# Exercise prompt:
Would you copy the line that includes "Objective — one pin per instance of the shoreline" and every line that follows it, down to the last line of the listing below, exactly as they stand?

# Data for the task:
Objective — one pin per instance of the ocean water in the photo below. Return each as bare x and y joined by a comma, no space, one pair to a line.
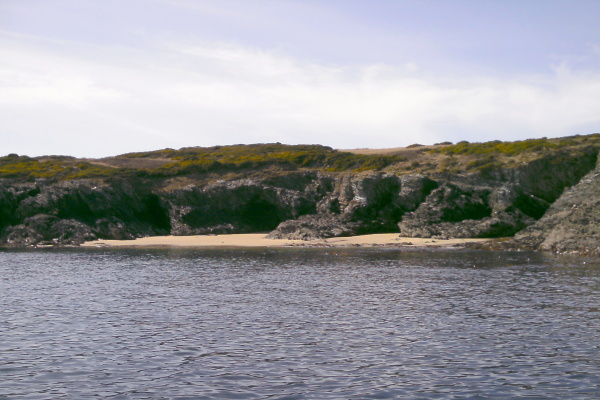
297,324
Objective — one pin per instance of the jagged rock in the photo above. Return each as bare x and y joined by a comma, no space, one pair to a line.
310,204
242,206
359,204
571,224
48,229
458,211
311,227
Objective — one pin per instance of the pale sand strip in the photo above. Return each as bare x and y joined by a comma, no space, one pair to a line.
260,240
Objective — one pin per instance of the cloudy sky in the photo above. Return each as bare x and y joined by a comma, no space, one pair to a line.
94,78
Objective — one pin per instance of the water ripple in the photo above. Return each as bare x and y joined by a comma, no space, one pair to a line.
297,324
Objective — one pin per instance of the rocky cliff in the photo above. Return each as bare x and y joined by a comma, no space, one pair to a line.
571,224
309,203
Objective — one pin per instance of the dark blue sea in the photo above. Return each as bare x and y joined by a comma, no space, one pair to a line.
298,324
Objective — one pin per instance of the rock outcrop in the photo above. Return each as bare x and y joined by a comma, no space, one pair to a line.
316,204
71,212
571,224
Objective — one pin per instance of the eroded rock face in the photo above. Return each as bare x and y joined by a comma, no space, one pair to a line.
458,211
243,206
69,213
359,204
571,224
310,205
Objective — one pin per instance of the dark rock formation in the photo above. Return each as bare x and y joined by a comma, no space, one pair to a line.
571,224
359,204
71,212
311,204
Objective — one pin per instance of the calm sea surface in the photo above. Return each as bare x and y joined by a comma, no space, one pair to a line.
297,324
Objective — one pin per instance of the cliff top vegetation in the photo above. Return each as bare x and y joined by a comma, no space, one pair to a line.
246,160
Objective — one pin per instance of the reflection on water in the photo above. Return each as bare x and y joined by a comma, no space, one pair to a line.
297,324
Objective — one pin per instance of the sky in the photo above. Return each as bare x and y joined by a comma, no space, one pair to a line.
96,78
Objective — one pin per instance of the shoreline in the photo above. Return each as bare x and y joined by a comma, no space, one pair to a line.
390,240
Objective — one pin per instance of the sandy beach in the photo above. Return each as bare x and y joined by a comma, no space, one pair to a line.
260,240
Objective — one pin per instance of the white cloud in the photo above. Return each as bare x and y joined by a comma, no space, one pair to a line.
62,98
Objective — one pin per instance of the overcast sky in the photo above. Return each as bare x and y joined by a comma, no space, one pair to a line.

# Answer to this exercise:
Objective — one pin per instance of the shoreline in the photo above. Return each as bare x and y joined by a comma, no space, one pair to a line.
390,240
Objective — one pin per instance of the sandy beach in the photo above. Return each as bare x and y joined by a comma, no space, one pair to a line.
260,240
Objective — one pin per instance of the white cloud in the photo above. Return each as bare x and y joined by a comma, no space, one pair to a line.
62,98
Objective — one pin per instance of the overcast sky in the photo above. Return each as bare x and y joined by a comma, no space, one pair to a line.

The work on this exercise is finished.